◆ DATA RECORDS ◆
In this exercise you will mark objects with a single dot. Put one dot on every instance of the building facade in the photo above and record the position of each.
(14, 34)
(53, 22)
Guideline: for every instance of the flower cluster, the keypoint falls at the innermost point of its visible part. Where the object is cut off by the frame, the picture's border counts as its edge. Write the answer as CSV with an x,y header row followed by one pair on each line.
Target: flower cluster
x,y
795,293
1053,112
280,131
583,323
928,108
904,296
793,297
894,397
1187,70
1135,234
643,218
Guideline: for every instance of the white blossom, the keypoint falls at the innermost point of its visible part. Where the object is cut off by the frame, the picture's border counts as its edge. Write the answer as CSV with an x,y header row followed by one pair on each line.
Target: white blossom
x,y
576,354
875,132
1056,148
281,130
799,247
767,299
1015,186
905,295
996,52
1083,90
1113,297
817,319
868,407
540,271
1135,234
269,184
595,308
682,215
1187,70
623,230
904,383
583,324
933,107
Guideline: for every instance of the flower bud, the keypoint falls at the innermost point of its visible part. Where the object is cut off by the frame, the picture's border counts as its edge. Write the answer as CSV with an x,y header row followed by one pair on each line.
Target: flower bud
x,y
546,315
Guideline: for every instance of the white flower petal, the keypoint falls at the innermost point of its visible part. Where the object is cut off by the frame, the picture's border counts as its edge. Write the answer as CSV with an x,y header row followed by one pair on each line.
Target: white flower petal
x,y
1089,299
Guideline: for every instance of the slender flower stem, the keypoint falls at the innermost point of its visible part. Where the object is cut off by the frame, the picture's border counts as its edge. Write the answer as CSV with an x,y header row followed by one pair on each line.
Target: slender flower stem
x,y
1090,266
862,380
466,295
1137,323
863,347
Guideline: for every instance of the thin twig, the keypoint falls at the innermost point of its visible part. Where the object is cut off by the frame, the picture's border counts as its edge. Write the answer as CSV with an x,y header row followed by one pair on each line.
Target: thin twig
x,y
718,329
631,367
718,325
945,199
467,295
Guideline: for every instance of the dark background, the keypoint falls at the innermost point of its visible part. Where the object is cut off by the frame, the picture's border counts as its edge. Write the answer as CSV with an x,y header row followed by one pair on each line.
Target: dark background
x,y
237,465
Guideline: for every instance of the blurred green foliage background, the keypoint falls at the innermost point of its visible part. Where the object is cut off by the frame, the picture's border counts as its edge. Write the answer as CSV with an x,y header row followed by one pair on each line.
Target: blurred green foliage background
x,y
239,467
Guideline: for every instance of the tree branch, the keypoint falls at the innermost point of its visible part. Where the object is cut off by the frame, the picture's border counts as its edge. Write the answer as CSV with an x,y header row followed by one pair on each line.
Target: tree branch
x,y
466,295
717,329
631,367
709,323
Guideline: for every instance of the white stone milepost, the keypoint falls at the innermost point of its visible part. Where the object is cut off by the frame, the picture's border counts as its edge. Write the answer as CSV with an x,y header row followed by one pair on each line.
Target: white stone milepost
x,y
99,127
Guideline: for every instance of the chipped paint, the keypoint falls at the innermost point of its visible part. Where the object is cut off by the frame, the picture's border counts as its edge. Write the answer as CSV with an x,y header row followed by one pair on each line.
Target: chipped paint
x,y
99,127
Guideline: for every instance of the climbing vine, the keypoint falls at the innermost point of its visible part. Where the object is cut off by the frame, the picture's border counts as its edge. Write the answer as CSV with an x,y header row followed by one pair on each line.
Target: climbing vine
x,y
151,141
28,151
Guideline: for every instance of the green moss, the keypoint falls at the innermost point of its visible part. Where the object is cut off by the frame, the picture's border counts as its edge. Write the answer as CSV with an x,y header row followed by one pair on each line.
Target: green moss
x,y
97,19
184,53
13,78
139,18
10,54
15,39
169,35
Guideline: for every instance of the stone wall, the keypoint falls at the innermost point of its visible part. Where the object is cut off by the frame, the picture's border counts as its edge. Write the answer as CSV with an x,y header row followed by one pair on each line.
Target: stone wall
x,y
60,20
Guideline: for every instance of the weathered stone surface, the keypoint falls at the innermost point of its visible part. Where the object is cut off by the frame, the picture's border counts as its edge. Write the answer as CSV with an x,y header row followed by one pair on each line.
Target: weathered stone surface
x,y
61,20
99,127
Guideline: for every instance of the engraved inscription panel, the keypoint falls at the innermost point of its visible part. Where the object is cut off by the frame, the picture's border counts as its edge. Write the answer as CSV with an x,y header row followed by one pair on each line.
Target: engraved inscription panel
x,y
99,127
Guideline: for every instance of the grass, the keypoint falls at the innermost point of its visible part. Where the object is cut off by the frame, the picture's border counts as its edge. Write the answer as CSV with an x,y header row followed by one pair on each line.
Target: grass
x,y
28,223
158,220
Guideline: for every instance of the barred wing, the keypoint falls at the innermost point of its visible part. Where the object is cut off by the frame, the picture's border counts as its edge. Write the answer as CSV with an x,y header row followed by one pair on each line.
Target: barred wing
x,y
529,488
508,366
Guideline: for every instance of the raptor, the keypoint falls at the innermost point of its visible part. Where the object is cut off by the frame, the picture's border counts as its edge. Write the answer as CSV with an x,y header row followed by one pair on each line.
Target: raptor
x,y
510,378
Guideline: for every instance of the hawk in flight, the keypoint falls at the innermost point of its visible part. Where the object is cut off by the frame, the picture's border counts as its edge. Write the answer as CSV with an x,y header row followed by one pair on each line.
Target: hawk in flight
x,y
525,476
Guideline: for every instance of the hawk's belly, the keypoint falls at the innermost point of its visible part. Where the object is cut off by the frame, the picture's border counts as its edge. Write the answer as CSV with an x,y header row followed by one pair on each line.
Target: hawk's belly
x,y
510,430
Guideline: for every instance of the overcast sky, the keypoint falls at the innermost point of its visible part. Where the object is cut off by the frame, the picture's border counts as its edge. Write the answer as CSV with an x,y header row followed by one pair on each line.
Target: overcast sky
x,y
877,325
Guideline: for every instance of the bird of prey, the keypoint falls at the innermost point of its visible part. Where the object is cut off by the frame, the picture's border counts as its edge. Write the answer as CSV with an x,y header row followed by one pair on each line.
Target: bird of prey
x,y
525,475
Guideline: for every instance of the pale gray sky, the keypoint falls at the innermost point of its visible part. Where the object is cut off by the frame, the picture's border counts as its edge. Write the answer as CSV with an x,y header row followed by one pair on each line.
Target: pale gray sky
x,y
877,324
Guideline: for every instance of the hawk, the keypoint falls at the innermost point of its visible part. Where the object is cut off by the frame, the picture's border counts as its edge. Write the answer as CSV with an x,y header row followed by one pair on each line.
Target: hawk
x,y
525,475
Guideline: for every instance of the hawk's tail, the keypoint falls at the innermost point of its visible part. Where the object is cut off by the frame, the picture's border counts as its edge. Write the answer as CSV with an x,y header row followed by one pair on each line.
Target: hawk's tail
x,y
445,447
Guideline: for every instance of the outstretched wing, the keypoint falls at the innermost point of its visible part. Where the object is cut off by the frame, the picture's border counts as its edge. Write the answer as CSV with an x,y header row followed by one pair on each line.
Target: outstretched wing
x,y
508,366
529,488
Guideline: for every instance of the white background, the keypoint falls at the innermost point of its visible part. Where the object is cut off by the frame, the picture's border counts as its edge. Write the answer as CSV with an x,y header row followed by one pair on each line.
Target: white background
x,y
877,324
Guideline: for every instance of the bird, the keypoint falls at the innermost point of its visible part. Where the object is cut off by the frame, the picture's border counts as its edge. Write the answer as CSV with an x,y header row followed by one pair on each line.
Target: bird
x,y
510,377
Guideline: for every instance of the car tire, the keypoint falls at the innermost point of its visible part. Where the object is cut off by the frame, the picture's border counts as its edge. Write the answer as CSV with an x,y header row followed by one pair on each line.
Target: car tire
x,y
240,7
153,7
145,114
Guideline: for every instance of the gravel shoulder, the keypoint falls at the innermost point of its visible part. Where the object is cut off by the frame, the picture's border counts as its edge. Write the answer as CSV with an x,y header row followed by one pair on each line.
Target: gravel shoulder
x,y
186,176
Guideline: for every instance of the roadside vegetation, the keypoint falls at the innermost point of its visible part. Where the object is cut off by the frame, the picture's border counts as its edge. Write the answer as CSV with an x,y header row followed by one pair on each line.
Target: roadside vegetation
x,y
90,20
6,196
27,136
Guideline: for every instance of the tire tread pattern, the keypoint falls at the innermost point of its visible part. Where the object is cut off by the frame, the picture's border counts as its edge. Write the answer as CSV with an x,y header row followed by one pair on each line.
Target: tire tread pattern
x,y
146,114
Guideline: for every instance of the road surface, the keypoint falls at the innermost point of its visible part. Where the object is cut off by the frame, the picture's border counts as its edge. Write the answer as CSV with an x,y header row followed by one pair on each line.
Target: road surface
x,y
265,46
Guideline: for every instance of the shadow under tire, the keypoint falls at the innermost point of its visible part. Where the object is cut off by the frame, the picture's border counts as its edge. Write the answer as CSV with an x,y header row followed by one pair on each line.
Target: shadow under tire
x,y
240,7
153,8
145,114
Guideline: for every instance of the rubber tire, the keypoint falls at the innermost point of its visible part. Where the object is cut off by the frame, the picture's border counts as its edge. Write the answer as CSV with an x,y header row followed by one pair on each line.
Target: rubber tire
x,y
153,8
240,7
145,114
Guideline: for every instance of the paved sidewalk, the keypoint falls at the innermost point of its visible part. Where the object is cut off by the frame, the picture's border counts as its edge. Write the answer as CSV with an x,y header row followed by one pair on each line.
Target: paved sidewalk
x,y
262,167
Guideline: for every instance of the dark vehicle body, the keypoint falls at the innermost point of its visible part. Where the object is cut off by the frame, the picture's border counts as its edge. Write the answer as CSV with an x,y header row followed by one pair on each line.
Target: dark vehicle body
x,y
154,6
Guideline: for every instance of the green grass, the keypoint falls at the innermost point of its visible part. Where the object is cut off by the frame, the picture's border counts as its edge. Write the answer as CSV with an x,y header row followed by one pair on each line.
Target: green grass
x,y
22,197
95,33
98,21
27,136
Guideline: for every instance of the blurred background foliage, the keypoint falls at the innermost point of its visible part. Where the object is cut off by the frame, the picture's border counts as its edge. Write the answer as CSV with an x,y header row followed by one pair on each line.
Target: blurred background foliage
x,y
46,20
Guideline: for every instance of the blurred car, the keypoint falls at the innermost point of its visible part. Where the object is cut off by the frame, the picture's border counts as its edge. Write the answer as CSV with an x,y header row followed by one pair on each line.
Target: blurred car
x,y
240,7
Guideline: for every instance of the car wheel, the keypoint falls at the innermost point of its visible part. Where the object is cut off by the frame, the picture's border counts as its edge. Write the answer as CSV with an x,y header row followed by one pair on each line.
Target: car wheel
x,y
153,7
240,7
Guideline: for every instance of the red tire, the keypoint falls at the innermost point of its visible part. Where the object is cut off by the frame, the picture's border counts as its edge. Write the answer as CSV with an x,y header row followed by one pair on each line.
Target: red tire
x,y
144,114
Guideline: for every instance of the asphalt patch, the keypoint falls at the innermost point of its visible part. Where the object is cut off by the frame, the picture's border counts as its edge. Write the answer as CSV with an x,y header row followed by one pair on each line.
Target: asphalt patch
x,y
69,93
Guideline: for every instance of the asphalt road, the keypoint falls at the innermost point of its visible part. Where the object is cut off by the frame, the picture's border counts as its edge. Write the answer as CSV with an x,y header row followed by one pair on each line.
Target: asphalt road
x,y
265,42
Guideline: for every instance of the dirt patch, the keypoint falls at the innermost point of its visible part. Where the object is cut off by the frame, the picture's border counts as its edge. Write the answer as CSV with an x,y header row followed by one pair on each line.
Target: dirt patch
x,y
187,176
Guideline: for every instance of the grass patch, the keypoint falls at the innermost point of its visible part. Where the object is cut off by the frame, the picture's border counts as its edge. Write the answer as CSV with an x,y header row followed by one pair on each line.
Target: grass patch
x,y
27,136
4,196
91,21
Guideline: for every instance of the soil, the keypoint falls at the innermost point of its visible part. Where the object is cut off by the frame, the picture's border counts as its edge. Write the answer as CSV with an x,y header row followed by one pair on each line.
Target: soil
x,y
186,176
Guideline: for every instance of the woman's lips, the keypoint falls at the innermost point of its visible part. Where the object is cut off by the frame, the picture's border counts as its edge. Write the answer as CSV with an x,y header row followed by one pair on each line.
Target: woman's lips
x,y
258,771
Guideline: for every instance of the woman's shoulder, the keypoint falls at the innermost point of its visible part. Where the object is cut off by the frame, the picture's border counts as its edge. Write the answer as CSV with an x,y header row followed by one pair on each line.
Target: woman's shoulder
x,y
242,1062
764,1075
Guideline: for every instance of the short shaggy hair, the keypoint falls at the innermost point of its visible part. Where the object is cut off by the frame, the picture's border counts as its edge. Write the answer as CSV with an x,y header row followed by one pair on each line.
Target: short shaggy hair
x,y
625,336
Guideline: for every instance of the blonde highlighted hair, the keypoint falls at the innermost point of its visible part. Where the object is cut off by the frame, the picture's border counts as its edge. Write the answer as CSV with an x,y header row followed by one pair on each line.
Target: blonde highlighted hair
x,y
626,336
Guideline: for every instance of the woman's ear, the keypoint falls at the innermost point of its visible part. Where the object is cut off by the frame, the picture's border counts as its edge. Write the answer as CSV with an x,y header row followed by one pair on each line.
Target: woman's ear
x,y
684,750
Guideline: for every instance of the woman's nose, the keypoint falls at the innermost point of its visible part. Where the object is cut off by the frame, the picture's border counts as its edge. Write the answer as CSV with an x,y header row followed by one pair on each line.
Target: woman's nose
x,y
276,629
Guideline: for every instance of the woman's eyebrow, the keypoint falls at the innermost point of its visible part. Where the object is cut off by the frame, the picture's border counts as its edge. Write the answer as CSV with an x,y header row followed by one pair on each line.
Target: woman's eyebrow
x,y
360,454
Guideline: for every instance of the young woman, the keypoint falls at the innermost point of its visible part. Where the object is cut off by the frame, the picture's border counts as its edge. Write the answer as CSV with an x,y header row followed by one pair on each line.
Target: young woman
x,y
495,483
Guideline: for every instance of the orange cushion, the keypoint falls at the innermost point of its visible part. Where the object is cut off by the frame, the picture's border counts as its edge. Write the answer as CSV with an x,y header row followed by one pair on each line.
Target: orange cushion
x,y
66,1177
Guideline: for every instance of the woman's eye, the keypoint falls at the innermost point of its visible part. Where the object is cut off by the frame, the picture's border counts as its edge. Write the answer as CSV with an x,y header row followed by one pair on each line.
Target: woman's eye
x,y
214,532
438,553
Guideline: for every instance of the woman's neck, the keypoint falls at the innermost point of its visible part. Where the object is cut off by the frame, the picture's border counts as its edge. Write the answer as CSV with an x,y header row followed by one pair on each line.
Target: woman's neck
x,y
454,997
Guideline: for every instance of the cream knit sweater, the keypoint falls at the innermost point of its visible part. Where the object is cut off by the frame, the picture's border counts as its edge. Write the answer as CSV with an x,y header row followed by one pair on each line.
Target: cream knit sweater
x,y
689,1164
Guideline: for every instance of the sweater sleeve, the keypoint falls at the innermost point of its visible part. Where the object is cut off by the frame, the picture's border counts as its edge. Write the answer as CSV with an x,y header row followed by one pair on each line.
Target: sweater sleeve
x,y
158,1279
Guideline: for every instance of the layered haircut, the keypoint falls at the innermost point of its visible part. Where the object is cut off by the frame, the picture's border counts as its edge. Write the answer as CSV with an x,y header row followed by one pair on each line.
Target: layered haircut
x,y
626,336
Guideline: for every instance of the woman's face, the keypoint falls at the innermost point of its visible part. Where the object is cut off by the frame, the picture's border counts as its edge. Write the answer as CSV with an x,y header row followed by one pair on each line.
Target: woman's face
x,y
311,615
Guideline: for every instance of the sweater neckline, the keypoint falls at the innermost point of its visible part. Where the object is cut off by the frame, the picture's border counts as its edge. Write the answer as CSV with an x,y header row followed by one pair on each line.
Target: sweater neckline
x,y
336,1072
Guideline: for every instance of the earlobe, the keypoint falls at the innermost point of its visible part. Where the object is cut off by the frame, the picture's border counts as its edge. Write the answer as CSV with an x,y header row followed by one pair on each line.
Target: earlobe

◆ TASK STATEMENT ◆
If a line in the records contains "earlobe", report it.

◆ EXPECTED OUTPUT ◆
Guideline: for every instance of the earlobe, the keypoint falls at the innermost point of its visible part. Where the object is cut off by the frame, the picture's border counts as its edge. Write the answer as CSV with an x,y header row followed by one pair on each line.
Target: earlobe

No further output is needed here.